La société Arena représentée par la Selarl Sarthe mandataire prise en la personne de Me Boudevin liquidateur à la liquidation judiciaire demande à la cour de donner acte à la Selarl Sarthe mandataire de son intervention volontaire en qualité de mandataire à la liquidation judiciaire de la société Arena, au visa du règlement CE n° 44-2001 du 22 décembre 2000, de la Convention de Rome du 19 juin 1981, des articles 14, 1134 et 1162 du Code civil, de déclarer la société Grass mal fondée en son appel, de juger les juridictions françaises compétentes, d'évoquer le fond du litige, de dire, à titre principal, que le contrat signé entre les sociétés Arena et Grass s'analyse en un mandat d'intérêt commun, à titre subsidiaire, que la société Grass a résilié abusivement le contrat, de lui ordonner de produire ses tarifs de vente avec la société Cuisine Morel depuis le mois de juin 2011, ainsi que l'ensemble des factures émises au nom de cette cliente, en tout état de cause, de constater la violation par la société Grass de ses obligations contractuelles, notamment en ce qui concerne le budget marketing publicité prévu par le contrat, de condamner la société Grass à lui payer les sommes de 237 580 euros au titre de la perte de marge brute, 60 000 euros à titre de dommages et intérêts complémentaires, 77 122,50 euros correspondant aux stocks conserves, 53 324 euros à titre d'indemnité représentant 2 % du chiffre d'affaires réalisé entre le mois de septembre 2005 et le mois d'août 2010, 850 000 euros au titre de la construction d'un site de stockage, 150 000 euros au titre du préjudice lié au dépôt de bilan, à la liquidation judiciaire et à la cession des actifs, de dire que toutes les sommes sus-indiquées porteront intérêts au taux légal à compter de la signification de l'assignation avec capitalisation et de condamner la société Grass au paiement d'une somme de 10 000 euros au titre de l'article 700 du Code de procédure civile, outre les entiers dépens.
Elle soutient qu'aucune clause attributive de compétence n'est incluse dans le contrat du 20 octobre 2005, entièrement rédigé en français, qui la liait à la société Mepla-Alfit, la charte dont se prévaut la société Grass n'étant ni datée ni signée et dénie à la société Grass la possibilité de se prévaloir utilement d'une clause qui figurerait, rédigée en langue étrangère, sur ses documents commerciaux postérieurs à la signature du contrat établis par elle unilatéralement et qu'elle n'a pas acceptée. Elle observe que lorsque la société Mepla-Alfit voulait soumettre les conflits éventuels avec son cocontractant français à la compétence d'une juridiction étrangère, elle prenait soin de le stipuler, ainsi qu'elle l'a fait à l'égard de la société S3D qui bénéficie, en France, d'un segment de clientèle complémentaire de celui qui lui a été confié et constate que ce sont d'ailleurs les juridictions de Bruxelles qui ont été choisies et non les juridictions autrichiennes. Elle ajoute que les documents commerciaux invoqués par la société Grass ont un objet limité se rapportant à des ventes particulières ou prévoyant une clause de réserve de propriété, alors que le contrat qui lie les parties ne se réduit pas à une succession de ventes particulières puisqu'il porte sur la création d'un véritable réseau commercial avec, pour ce qui la concerne, d'importants investissements humains et matériels.

Extraits de données
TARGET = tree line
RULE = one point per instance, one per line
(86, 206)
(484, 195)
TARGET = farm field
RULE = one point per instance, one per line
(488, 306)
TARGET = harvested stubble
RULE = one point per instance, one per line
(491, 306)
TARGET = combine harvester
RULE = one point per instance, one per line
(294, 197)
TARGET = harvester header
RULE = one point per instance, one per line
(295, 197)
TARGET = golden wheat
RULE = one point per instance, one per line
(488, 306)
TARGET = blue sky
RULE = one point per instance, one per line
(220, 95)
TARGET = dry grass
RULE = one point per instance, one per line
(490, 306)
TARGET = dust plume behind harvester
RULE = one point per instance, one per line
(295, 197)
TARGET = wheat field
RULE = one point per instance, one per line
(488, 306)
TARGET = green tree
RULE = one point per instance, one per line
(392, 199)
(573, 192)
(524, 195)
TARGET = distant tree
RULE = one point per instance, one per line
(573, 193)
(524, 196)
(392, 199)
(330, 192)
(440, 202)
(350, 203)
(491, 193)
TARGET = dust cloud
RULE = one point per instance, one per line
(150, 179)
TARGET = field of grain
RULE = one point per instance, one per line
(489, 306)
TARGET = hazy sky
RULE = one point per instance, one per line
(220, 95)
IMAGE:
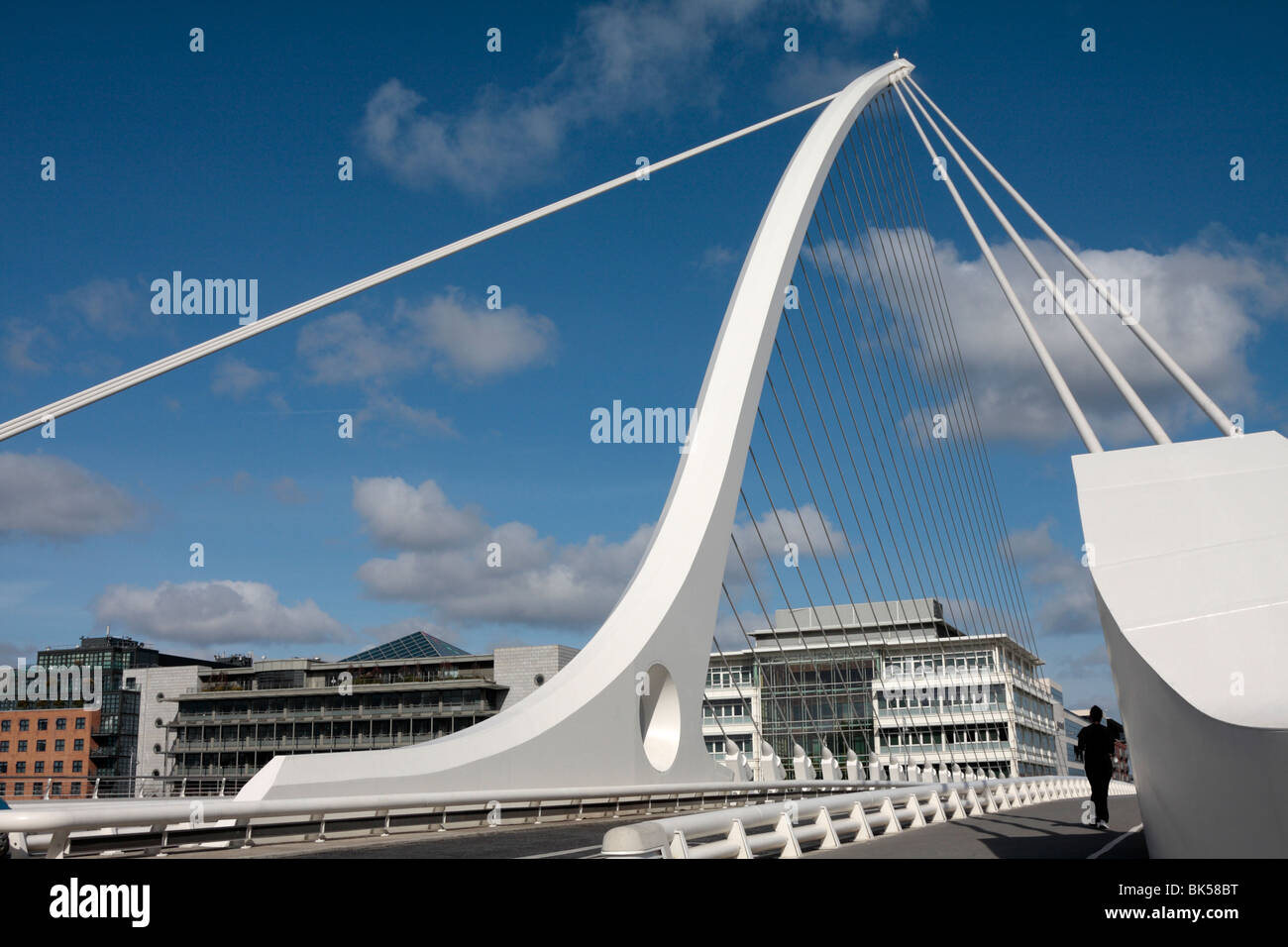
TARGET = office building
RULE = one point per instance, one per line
(896, 682)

Consigne
Indiquez, d'après l'extrait, la somme que la société Arena réclame à la société Grass au titre de la construction d'un site de stockage. Les entrées n'ont aucun rôle dans cet exercice.

Réponse attendue
850 000 euros.